HOW TO COMPLETE THIS TASK: Your answer should be a single number: how many lines of the material below contain "bouquet".

DATA RECORDS:
########################################

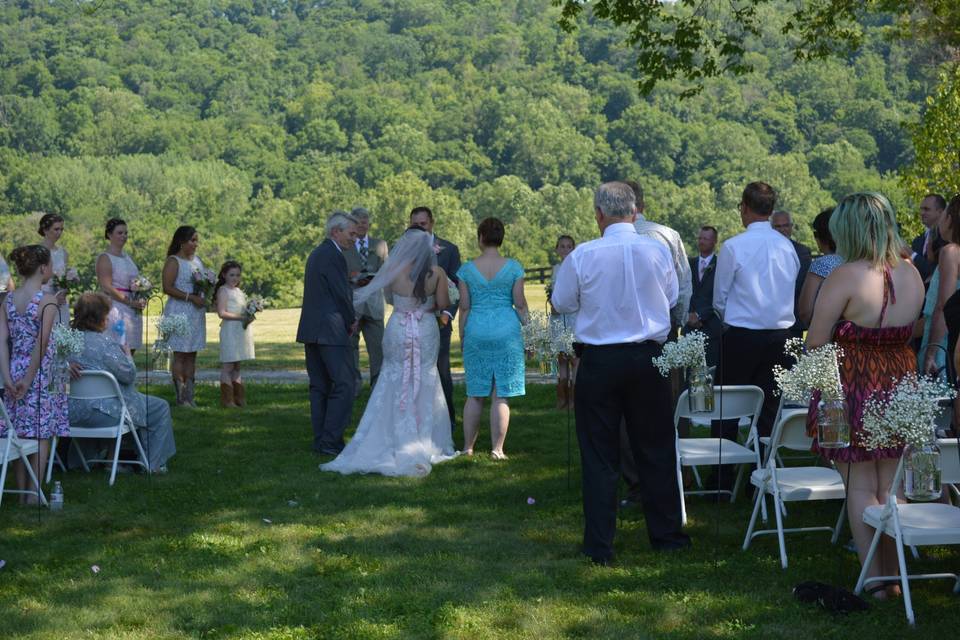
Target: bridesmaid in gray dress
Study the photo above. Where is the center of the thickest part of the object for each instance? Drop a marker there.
(150, 414)
(115, 273)
(178, 270)
(51, 228)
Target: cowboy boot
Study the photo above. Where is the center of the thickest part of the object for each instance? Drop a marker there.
(227, 395)
(178, 389)
(239, 394)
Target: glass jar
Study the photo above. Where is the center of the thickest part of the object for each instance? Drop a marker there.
(699, 390)
(921, 470)
(833, 429)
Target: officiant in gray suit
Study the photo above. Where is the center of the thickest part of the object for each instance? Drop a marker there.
(327, 323)
(364, 259)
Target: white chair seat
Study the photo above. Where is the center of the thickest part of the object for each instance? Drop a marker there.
(921, 524)
(698, 452)
(802, 483)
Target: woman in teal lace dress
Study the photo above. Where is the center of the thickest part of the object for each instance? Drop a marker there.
(491, 307)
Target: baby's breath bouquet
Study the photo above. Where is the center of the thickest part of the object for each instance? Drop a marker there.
(175, 324)
(815, 370)
(67, 343)
(689, 351)
(904, 415)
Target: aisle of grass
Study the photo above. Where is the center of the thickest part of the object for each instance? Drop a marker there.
(245, 538)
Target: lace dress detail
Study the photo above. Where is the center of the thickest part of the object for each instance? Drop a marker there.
(405, 428)
(124, 271)
(236, 343)
(41, 413)
(196, 316)
(492, 342)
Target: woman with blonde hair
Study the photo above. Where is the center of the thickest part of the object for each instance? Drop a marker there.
(868, 307)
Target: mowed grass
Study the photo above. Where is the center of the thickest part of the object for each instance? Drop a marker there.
(275, 333)
(246, 538)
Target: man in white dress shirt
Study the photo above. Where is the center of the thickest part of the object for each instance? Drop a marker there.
(622, 287)
(753, 293)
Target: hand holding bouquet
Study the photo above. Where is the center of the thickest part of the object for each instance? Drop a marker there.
(255, 304)
(204, 282)
(66, 281)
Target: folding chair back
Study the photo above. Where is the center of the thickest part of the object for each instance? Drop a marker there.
(734, 401)
(95, 385)
(790, 432)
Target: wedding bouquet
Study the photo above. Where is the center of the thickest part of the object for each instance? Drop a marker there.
(454, 292)
(204, 282)
(67, 343)
(255, 304)
(175, 324)
(689, 351)
(815, 370)
(140, 288)
(904, 415)
(66, 280)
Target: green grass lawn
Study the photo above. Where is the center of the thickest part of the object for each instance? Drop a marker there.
(245, 538)
(275, 332)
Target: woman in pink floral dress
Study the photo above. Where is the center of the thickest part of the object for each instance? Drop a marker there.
(27, 318)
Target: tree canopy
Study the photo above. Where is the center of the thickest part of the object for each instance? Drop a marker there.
(254, 119)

########################################

WRITTEN RESPONSE: 3